─── Text excerpt
[net.sf-lovers] WARGAMES

KFL%mit-mc@sri-unix.UUCP (06/17/83)

From:  Keith F. Lynch <KFL@mit-mc>


	Date: 15 June 1983 11:00 EDT
	From: Arthur L. Chin <ARTHUR @ MIT-ML>
	
	P.S.  I also think that they should show
	      this movie to a certain Congress:
	      maybe even to a President!  Don't
	      they watch movies anymore?

  According to the Washington Post, president Reagan DID watch
Wargames.  They quote him as having said something like "The only way
to win at Nuclear War is not to play the game".
								...Keith

Uc.Gds%MIT-EECS@MIT-MC@sri-unix.UUCP (06/23/83)

From:  Greg Skinner <Uc.Gds at MIT-EECS at MIT-MC>

%%	SPOILER  SPOILER  SPOILER  SPOILER	%%


I would like to start some discussion about War Games, first
expressing my delight in seeing the movie -- it was action packed,
exciting, filled with believable characters and just a joy to watch!
However, there are a few (minor) details about the movie that seemed a
bit beyond belief to me.  I would like others' response to these.

1) (what was the kid's name's) ability to call the computer.  I don't
know exactly how the DoD provides access to its most internal
computers, but I would imagine that they do not have dialups for them.
(I would hope not ... imagine if someone actually DID start WWIII by
cracking an internal defense computer?)

2) The idea of a "back door".  Again, for security reasons, I would
imagine that access would be severely restricted and there would be no
access for a random user by supplying a random name.  Also, I was a
little surprised that the users did not have to supply passwords, just
usernames. 

Comments would be greatly appreciated.

--Greg  (gds@mit-xx.arpa, uc.gds%mit-eecs@mit-mc.arpa)
-------

leichter@yale-com.UUCP (06/24/83)

There were a LOT of unplugged holes in War Games, but they DID at least TRY to
plug one - the existence of a phone line into a DoD super-security computer.
Someone in the film asks the same question, and is told that the phone company
"screwed up" and left in a connection that wasn't supposed to be there.

Not likely, perhaps, but at least they did address it.
							-- Jerry

lauren%LBL-CSAM@vortex.UUCP (06/24/83)

From:  Lauren Weinstein <vortex!lauren@LBL-CSAM>

Saying that "Wargames" presents "no worse" a view of computers
than most other television programs/films is no excuse.  As you
implied (and as we all know) the typical view is terribly inaccurate,
to put it very, very mildly.  It's even worse with Wargames, since
this particular film pretends it is "almost accurate".  The generic
mass media review I've seen of the film runs like:

Wargames:  An exciting, action-packed film that really knows its
           computers.
──────
─── Supplied information
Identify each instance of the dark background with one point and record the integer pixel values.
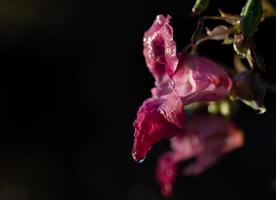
──────
_Stated exercise_
Can you continue the Usenet thread about the movie War Games above, picking up right after its last sentence?

_Final answer_
That is virtually an exact quote.  Dandy.  

As for the payphones -- hey, I don't make statements unless I have some
reasonable basis for backing them up.  Before I made my "1966" statement,
I checked with someone who has been in the vicinity of "The Mountain",
who informed me that, yes, the paystations in the area are
of the modern type which could not be subjected to the sort of attack
shown in the film.  In point of fact, virtually all new (and many old)
payphone mouthpieces have been either glued (or "wrenched" using a special
tool) into position for years.  Obviously they had to show an
"old-style" payphone in the film, since they probably tried (and failed)
to get the mouthpiece off of any of the "real" payphones at their location.

I repeat... Fantasy is one thing.  A film that pretends to be something
it's not is something else again.

--Lauren--

P.S.  The director of the film, at a local screening here in L.A., was
asked about the unscrewing of mouthpieces during a question and
answer period.  He replied that "... since the film's release, the phone
company has begun gluing on the mouthpieces."  This is simply untrue,
since such security measures have been taking place for years.  However,
this is typical of the sort of lies the production staff is making
to protect their film's "integrity".

--LW--

joe@cvl.UUCP (06/27/83)

I was under the impression that modern payphones used coded
touch-tone-like frequencies to convey to the central switching system
the fact and amount of coins deposited, making them vulnerable to
attack by tape recorder, but not physical attack like that portrayed in
Wargames.  Is this wrong?

dhp@ihnp1.UUCP (06/29/83)

I think we have become oversensitive to the "computers are bad" scenario
in the mass media today.  Wargames was pretty tame in the computer
paranoia department compared to some films of the past (think about
"Colossus: The Forbin Project", or "Demon Seed", for instance).  Things
are getting better.  In Wargames, it was human fallibility, on the part
of Dr. Falkin, rather than the "naturally evil intelligence" of the machine
which caused the problems.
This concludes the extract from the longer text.